A new national survey has revealed that a majority of people who buy turkeys believe conventional factory farming practices are unacceptable. Other surveys show that American families crafting menus for the holiday season, and throughout the rest of the year, also are increasingly attempting to choose “humane” options.
But a recently filed lawsuit alleges that reading labels that seemingly promise good animal welfare practices are, at best, misleading, and more often than not — untrue.
Most of America’s turkeys spend their lives confined in factory farms, enduring appalling conditions that Americans are denouncing at ever higher rates. Seventy percent of respondents said that the conventional poultry production practice of denying turkeys access to fresh air and natural sunlight is totally or “somewhat” unacceptable, according to a recent online survey conducted by The Harris Poll and commissioned by the Animal Welfare Institute (AWI).
A majority of respondents also said it is totally or somewhat unacceptable for producers to confine turkeys indoors for the entirety of their lives (64 percent), expose them to artificial light 20 hours a day (61 percent), subject them to beak trimming and other physical alterations without pain relief (63 percent), and use growth promoters or non-therapeutic antibiotics to raise them (61 percent).
The survey involved 1,700 purchasers who buy fresh, frozen, or processed poultry products at least one time per month.
“Families are increasingly demanding more compassionate food options when gathering for the holidays,” said Dena Jones, farm animal program director for AWI.
Another survey, conducted by the polling firm Technomic and commissioned by the American Society for the Prevention of Cruelty to Animals (ASPCA), found that 77 percent of consumers are concerned about the welfare of animals raised for food, with more than two-thirds of those polled saying they pay some or a lot of attention to food labeling regarding how such animals are raised.
Unfortunately, those labels are often confusing, deceptive, or both.
Under the federal Poultry Products Inspection Act (PPIA), the United States Department of Agriculture (USDA) is charged with policing food manufacturers’ labels to ensure they don’t present a false narrative about how they raise their animals.

* **DATASET RECORDS**:
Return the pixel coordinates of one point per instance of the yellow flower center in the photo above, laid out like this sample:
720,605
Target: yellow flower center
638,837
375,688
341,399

* **YOUR OBJECTIVE**:
Could you continue the article above about turkey welfare and misleading poultry labels, picking up right after its last sentence?

* **OUTPUT OF THE EXERCISE**:
Yet the agency often turns a blind eye to misleading graphics and other deceptive imagery used in poultry product labels, according to a recently filed lawsuit by The Animal Legal Defense Fund (ALDF) against the USDA.
The lawsuit cites in particular the USDA’s approval of Perdue Farms’ Fresh Line labels, which portray chickens and turkeys grazing outdoors in green grass under a bright sun, when in fact the animals used in those products are forced to spend their entire lives confined inside warehouses on factory farms, AWI alleges.
In a response letter, the USDA’s Food Safety and Inspection Service argued that the “photos, colors, and graphics used on packaging are not considered labeling claims” — an assertion that appears to go against the very definitions of “label” and “labeling” used in the PPIA, which specifically include “graphic matter,” according to the AWI.
“The USDA has a legal responsibility to ensure animal product sellers are labeling their products accurately,” said ALDF’s Executive Director Stephen Wells. “Consumers are willing to pay more for higher standards of animal care — and companies like Perdue are taking unfair advantage of consumer sentiment by pushing a false narrative on their packaging.
The best way to ensure no animal suffers for your Thanksgiving feast is to simply leave turkey off the table and opt instead for healthy, delicious, and affordable plant-based options.